Supplied material:

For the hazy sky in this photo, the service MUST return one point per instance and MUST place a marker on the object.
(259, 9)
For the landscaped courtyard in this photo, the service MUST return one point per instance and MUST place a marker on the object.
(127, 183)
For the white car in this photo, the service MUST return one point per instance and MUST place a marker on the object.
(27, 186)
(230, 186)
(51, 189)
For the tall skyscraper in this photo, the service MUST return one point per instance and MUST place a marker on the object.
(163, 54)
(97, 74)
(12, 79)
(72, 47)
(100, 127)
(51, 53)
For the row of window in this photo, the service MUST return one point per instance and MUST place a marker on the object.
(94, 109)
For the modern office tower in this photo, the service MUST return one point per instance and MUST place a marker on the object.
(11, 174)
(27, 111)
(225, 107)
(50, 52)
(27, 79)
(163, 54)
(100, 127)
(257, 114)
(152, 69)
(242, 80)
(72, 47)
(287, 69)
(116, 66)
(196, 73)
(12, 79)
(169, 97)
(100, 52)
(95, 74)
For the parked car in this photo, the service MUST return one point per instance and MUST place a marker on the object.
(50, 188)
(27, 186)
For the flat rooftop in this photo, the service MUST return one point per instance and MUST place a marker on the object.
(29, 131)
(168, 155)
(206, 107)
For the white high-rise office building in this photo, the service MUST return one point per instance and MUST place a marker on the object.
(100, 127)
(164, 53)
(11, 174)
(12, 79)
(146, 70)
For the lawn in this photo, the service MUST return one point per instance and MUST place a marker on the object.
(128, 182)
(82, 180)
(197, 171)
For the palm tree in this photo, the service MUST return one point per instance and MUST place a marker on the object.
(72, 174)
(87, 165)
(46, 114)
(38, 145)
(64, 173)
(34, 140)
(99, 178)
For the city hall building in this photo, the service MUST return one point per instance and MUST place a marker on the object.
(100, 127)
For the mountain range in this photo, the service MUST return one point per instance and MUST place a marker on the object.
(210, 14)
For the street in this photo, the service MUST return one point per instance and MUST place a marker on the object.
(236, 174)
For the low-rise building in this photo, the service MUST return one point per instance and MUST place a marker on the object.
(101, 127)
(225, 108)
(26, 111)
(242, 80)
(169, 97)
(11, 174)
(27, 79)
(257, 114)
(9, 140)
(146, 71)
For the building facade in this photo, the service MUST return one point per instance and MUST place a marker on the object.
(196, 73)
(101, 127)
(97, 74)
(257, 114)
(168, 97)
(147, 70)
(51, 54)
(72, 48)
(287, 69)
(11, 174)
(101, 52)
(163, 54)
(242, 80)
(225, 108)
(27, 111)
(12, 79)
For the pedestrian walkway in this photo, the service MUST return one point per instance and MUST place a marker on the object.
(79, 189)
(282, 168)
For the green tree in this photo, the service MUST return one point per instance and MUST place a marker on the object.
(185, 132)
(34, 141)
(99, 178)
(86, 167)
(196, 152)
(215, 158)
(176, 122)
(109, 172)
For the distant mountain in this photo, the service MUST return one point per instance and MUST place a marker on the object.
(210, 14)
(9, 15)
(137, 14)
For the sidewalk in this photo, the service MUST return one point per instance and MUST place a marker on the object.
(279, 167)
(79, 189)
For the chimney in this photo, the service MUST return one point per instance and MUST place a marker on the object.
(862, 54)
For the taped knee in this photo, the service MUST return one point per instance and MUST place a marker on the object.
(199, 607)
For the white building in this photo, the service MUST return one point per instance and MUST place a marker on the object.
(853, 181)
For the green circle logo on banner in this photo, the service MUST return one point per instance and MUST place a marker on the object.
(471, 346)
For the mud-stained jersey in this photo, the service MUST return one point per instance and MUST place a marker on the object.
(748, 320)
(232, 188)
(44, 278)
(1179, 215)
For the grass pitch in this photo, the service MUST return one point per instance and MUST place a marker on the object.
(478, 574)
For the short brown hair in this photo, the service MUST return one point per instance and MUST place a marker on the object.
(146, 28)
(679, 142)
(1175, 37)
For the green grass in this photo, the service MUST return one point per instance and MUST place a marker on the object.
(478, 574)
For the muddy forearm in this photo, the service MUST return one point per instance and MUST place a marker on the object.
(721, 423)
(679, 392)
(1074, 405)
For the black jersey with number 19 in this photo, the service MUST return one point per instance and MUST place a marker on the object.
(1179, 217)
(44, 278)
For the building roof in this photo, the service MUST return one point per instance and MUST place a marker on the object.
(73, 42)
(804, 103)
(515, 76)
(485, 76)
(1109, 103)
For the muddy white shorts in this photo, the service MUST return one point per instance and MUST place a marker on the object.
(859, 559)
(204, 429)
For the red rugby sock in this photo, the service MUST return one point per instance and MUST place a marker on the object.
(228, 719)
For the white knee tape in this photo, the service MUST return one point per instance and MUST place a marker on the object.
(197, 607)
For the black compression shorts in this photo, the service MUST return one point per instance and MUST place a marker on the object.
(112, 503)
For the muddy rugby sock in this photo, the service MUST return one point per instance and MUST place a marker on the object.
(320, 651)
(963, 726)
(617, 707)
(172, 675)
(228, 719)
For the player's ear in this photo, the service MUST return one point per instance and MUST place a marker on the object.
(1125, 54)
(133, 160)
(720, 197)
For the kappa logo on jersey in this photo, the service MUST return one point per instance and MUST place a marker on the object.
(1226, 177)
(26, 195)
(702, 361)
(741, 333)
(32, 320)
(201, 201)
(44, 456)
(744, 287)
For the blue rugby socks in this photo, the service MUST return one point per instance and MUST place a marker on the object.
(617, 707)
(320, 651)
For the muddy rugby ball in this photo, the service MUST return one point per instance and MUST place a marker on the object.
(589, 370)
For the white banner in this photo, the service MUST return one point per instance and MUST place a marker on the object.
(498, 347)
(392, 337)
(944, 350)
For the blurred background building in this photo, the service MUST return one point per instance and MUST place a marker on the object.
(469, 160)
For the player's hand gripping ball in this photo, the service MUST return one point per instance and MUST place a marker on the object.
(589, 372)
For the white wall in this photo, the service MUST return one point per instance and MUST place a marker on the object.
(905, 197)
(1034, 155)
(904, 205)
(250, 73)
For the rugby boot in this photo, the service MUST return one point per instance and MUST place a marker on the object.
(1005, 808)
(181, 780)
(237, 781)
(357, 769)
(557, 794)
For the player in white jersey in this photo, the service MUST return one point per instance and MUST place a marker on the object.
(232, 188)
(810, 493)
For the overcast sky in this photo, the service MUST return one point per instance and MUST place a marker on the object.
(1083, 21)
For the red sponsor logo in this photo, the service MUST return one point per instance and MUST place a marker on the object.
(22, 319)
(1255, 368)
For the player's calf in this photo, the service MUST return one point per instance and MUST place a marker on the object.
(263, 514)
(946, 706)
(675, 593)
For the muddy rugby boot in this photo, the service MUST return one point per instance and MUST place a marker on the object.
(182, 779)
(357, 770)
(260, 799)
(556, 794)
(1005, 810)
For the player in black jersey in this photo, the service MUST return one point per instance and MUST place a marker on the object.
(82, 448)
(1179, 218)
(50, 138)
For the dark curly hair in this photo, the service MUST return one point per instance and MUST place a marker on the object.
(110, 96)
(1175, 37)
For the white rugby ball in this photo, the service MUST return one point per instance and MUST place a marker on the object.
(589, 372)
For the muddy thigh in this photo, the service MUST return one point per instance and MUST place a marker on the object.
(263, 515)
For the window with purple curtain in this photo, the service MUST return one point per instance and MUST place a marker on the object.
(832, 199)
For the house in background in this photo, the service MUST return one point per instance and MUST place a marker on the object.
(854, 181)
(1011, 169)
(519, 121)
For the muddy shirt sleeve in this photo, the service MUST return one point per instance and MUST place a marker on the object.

Directions for this task:
Word for word, write out every record.

Result below:
For the hazy sky in this photo, the service MUST return one point per instance and MUST place a marker on the object.
(259, 9)
For the landscaped courtyard in this photo, the service MUST return one point per instance and MUST place a marker on the object.
(127, 183)
For the white car in this photo, the service MUST return one point per instance and MUST place a marker on the object.
(27, 186)
(230, 186)
(51, 189)
For the tall skyscraper in this photo, the service MUST return one point per instance and MUST place a marker on the object.
(163, 54)
(97, 74)
(12, 79)
(72, 47)
(100, 127)
(51, 53)
For the row of window in this photo, the service MUST return one point per instance and MUST place a marker on the object.
(94, 109)
For the modern office tower in this photo, the service MUST return one point per instance and MUST place a marker on the object.
(11, 174)
(27, 111)
(225, 107)
(50, 52)
(27, 79)
(163, 54)
(100, 127)
(257, 114)
(152, 69)
(242, 80)
(72, 47)
(287, 69)
(116, 66)
(196, 73)
(12, 79)
(169, 97)
(100, 52)
(95, 74)
For the parked car in this photo, the service MUST return one point per instance and MUST place a marker on the object.
(50, 188)
(27, 186)
For the flat rooftop in this photo, the service MUST return one point per instance and MUST place a marker on the object.
(29, 131)
(168, 155)
(206, 107)
For the white high-rise office building in this photo, the service MUST return one point per instance and MUST place a marker on the object.
(100, 127)
(164, 53)
(11, 174)
(12, 79)
(146, 70)
For the lawn in this photo, the service MUST return one point per instance and MUST place a marker on the object.
(128, 182)
(82, 180)
(197, 171)
For the palm tree in this photo, the service MUST return one point per instance and MUST place a marker on the object.
(72, 174)
(87, 165)
(46, 114)
(38, 145)
(64, 173)
(34, 140)
(99, 178)
For the city hall building in this photo, the service MUST return one point per instance and MUST place a marker on the object.
(100, 127)
For the mountain range in this photo, the service MUST return one point per instance and MUST place a marker on the object.
(210, 14)
For the street in this photo, the service MUST return one point per instance and MUST place a marker on the object.
(236, 174)
For the low-rise building in this photo, the service MUST return one point per instance and MUST place a marker on the object.
(101, 127)
(225, 108)
(26, 111)
(242, 80)
(169, 97)
(11, 174)
(27, 79)
(257, 114)
(9, 140)
(146, 71)
For the building facade in this photo, the service MUST return one point per instance and MUST place a marker on the object.
(196, 73)
(101, 127)
(97, 74)
(257, 114)
(168, 97)
(147, 70)
(51, 54)
(72, 48)
(287, 69)
(11, 174)
(101, 52)
(163, 54)
(242, 80)
(225, 108)
(27, 111)
(12, 79)
For the pedestrian walkway in this photo, the service MUST return one point per instance and MUST place a marker on the object.
(79, 189)
(282, 168)
For the green tree in this photo, the service MUST return one point per instance and MUST place a marker on the object.
(185, 132)
(34, 141)
(99, 178)
(86, 167)
(196, 152)
(215, 158)
(176, 122)
(109, 172)
For the distant mountain in this photo, the service MUST return one point per instance and MUST place a marker on the object.
(210, 14)
(9, 15)
(137, 14)
For the sidewalk in this photo, the service MUST return one point per instance and MUST place a marker on the object.
(279, 167)
(79, 189)
For the chimney in this photo, the service MUST return one point per instance and MUST place a marker on the object.
(862, 54)
For the taped knee in this photo, the service MUST return one point per instance and MUST place a marker on the object.
(199, 607)
For the white building in this photo, the service MUST return one point per instance and MUST place a marker on the object.
(853, 181)
For the green circle logo on banner in this photo, the service MUST return one point per instance and MUST place a marker on the object.
(471, 346)
For the mud-stained jersey in this photo, the service MUST return one point per instance and MUST place a marker on the object.
(748, 320)
(232, 188)
(44, 278)
(1179, 215)
For the grass pitch in this photo, the service MUST return one point per instance and MUST place a marker on the object.
(478, 574)
For the short brown hair in this photo, the service MUST return one point per instance and MUST place a marker on the object.
(146, 28)
(679, 142)
(1175, 37)
For the green grass in this photo, the service MUST return one point per instance and MUST place a marker on the object.
(478, 574)
For the muddy forearm in this photo, the service MUST return one point per instance and MUST place a marker on the object.
(721, 423)
(679, 392)
(1074, 405)
For the black jersey with number 19 in this photo, the service MUST return one point per instance and MUST place a marker on the object.
(1179, 217)
(44, 278)
For the building roof in this photo, the service MUST return one point per instance and MUST place a marker on the object.
(73, 42)
(804, 103)
(515, 76)
(485, 76)
(1109, 103)
For the muddy white shorts in this photo, the service MUST return one point per instance and MUST place a marker on the object.
(859, 559)
(204, 429)
For the red rugby sock in this photo, the service MUST return one point per instance and MUST place a marker on the object.
(228, 719)
For the white knee tape in this photo, the service MUST return one point per instance and MUST place a marker on the object.
(197, 607)
For the black compression shorts in this photo, the service MUST return one point per instance and MUST place a marker on the object.
(112, 503)
For the muddy rugby sock in this photo, the service MUST return one point per instance and MUST place a marker on the object.
(320, 651)
(963, 726)
(617, 707)
(172, 675)
(228, 719)
For the player's ear in this photo, the service MUST return one point per instance and MUST place a marker on the object.
(1125, 54)
(133, 160)
(720, 197)
For the kappa logo on jersey in this photo, the service MUST return one point per instance and MUST place a marker on the object.
(1226, 177)
(26, 195)
(702, 361)
(741, 333)
(32, 320)
(201, 201)
(44, 456)
(744, 287)
For the blue rugby socks in this photo, the service MUST return one point per instance and MUST place a marker on the object.
(617, 707)
(320, 651)
For the muddy rugby ball in this photo, the service MUST return one point per instance and MUST place a marker on the object.
(589, 370)
For the white banner in this photo, the service MUST return one point per instance and MUST place a marker on the object.
(498, 347)
(392, 337)
(944, 350)
For the blurred background building in this photo, the service MUST return one point per instance and MUST place a marker on the object.
(469, 160)
For the player's hand gripping ball in this photo, the service MUST return one point per instance and MUST place a marker on the object.
(589, 372)
For the white wall in this photo, the service MUST return one point per instance and MUST place a marker on the object.
(905, 197)
(1034, 155)
(904, 205)
(250, 73)
For the rugby boot in this photo, the service MUST return one point per instance and MUST place a marker on the object.
(1005, 808)
(181, 780)
(237, 781)
(357, 769)
(557, 794)
For the player in white jersey in this photo, the service MUST return one point per instance and MUST place a marker on the object.
(232, 188)
(810, 493)
For the overcast sky in this photo, the service MUST return one point per instance and MUST place a marker on the object.
(1083, 21)
For the red sponsor logo in this photo, the service MUST return one point per instance and MUST place a marker on the object.
(22, 319)
(1255, 368)
For the player's calf in this photo, the service MUST return one point per instance and MUST place a marker on the object.
(263, 514)
(946, 706)
(675, 593)
For the muddy rugby boot in this photo, the service MUST return one point per instance and MUST place a marker on the object.
(182, 779)
(357, 770)
(260, 799)
(556, 794)
(1005, 810)
For the player in black jersey in this photo, the service MUST return one point per instance and MUST place a marker on the object.
(82, 448)
(1179, 218)
(50, 138)
For the dark curly hair in this photo, the service MUST return one point per instance and MUST place a marker on the object.
(110, 96)
(1175, 37)
For the white rugby ball in this photo, the service MUST return one point per instance and MUST place a marker on the object.
(589, 372)
For the muddy thigh in this photo, the service MUST return one point per instance and MUST place a marker on the object.
(263, 515)
For the window with purple curtain in this photo, the service MUST return one point per instance and MUST place a marker on the object.
(832, 199)
For the house in background in this photo, the service MUST return one point per instance and MUST place a marker on the object.
(854, 181)
(1011, 169)
(519, 121)
For the muddy shirt sleeve in this photo, the service MUST return one point per instance and MUST place a marker on the object.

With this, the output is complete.